[Page extract]
Start

# Embossed maple leaves



## marting11 (May 4, 2014)

Hello, I've found these two bottles in a dump in southern Quebec. They are 12.5 inches tall and they have maple leaves embossed all over them. They also have a very light amethyst shade. My best guess is maple syrup. Has anyone seen these before and know more info about them?







Thanks!


----------



## sunrunner (May 4, 2014)

never seen that bottle,it most likely maple syrup.looks like a rose lemon bottle.nice.


----------



## 2find4me (May 4, 2014)

Cool looking bottles, they look like they could have held Maple Leaf Whisky?Probably a syrup, just doesn't have the "syrupy" bottle shape to it.


----------



## botlguy (May 4, 2014)

Looks just like the Rose's Lime juice to me, (from that picture) what's the difference? I know you are Canadian but are you sure those are MAPLE leaves?


----------



## mctaggart67 (May 5, 2014)

Agreed, lime water, either Rose's or Lytle & Co.'s (Toronto) -- can't recall which had the vine and leaf pattern.


----------



## marting11 (May 5, 2014)

Thanks for your replies.



			
				botlguy said:
			
		

> Looks just like the Rose's Lime juice to me, (from that picture) what's the difference? I know you are Canadian but are you sure those are MAPLE leaves?





			
				mctaggart67 said:
			
		

> Agreed, lime water, either Rose's or Lytle & Co.'s (Toronto) -- can't recall which had the vine and leaf pattern.



Actually, it's hard to tell if they are maple or vine leaves. But I didn't even think of vine leaves in the first place so thanks for pointing me in that direction. The shape of the bottle does look like a lime juice bottle but I didn't find this exact one on Google. I didn't find pictures of the Lytle & Co one though, so that could be it. 
Here are a couple close-up pictures.


----------



## botlguy (May 5, 2014)

With you being a Canuck (certainly no offense meant, I love Canadians except those who whip the tar out of my Pee Wee hockey Grandson  []) I would think you know what a Maple Leaf looks like. (Or maybe this Yank is sorely mistaken.) That leaf has 5 sections / points. Doesn't a Maple Leaf have only 3? I'm still pretty certain it is a Lime Juice bottle. Now I'm curious. Really, I'm not trying to be a Smart A**


----------



## marting11 (May 5, 2014)

Maple leaves do have 5 points. Here's a sugar maple leaf






In comparison, some vine leaves :





Both these leaves have a similar structure and the embossed pattern is probably not entirely accurate so honestly, it's hard to tell. The difference I can see is that on the embossed leaves, the lower 2 points are more pronounced and that would correspond to the maple leaf more than the vine leaf.

But yeah, it looks like a lime juice bottle.


----------



## botlguy (May 5, 2014)

End

[Dataset]

Start

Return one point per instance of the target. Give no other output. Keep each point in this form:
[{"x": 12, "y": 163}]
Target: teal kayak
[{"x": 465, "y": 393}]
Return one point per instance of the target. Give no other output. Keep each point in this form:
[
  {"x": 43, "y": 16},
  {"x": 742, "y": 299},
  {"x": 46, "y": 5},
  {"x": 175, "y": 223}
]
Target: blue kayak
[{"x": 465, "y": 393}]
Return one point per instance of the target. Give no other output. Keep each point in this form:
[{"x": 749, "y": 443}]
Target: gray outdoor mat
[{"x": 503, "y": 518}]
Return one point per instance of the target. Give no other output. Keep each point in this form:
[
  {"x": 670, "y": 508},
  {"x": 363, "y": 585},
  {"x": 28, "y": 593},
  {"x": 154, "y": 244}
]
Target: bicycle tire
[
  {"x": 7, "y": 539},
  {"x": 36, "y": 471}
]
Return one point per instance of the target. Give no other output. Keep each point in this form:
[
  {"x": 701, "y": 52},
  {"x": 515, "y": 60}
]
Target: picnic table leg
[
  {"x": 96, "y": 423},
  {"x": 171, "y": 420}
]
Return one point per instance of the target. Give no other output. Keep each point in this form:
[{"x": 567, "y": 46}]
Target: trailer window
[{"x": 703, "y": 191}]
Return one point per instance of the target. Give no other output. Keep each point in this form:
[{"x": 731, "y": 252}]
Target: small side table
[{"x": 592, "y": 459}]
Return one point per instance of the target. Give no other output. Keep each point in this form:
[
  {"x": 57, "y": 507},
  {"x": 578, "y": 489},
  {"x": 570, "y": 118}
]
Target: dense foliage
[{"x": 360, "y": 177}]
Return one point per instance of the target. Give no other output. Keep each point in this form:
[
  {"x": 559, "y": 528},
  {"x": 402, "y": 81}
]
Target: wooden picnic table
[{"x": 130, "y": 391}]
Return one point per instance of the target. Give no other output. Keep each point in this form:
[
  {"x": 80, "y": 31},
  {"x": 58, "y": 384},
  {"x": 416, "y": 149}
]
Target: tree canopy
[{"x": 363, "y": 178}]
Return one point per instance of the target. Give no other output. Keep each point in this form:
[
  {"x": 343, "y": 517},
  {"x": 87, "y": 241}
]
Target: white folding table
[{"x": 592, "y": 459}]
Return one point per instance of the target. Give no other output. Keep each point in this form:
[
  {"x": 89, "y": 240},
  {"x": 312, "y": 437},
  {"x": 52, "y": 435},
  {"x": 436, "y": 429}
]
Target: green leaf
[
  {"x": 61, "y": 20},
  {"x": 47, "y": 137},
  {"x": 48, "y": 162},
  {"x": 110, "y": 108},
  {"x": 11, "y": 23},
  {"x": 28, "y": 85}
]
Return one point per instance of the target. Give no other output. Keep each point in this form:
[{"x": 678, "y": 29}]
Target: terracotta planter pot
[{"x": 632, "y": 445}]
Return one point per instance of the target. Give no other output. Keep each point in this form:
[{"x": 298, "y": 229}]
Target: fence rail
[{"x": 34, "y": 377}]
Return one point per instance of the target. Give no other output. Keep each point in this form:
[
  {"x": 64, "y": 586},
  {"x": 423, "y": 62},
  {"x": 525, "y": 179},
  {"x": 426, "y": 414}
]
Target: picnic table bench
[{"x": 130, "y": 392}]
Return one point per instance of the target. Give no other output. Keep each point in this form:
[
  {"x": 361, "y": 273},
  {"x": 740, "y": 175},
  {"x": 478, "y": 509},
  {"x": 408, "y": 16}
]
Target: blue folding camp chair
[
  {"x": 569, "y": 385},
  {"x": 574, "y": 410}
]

End

[Problem A] List the usernames of everyone who posted in the forum thread on the embossed bottles, naming each person once.
[Problem B] Retype the forum thread on the embossed bottles, taking everything from "Actually, it's hard" down to "could be it.".
[Problem C]
Answer these questions using the forum thread on the embossed bottles.
(i) How tall are the bottles?
(ii) What city is given for Lytle & Co.?
(iii) How many points does marting11 say maple leaves have?
The records are not needed for this work.

[Expected output A]
marting11
sunrunner
2find4me
botlguy
mctaggart67

[Expected output B]
Actually, it's hard to tell if they are maple or vine leaves. But I didn't even think of vine leaves in the first place so thanks for pointing me in that direction. The shape of the bottle does look like a lime juice bottle but I didn't find this exact one on Google. I didn't find pictures of the Lytle & Co one though, so that could be it.

[Expected output C]
(i) 12.5 inches
(ii) Toronto
(iii) 5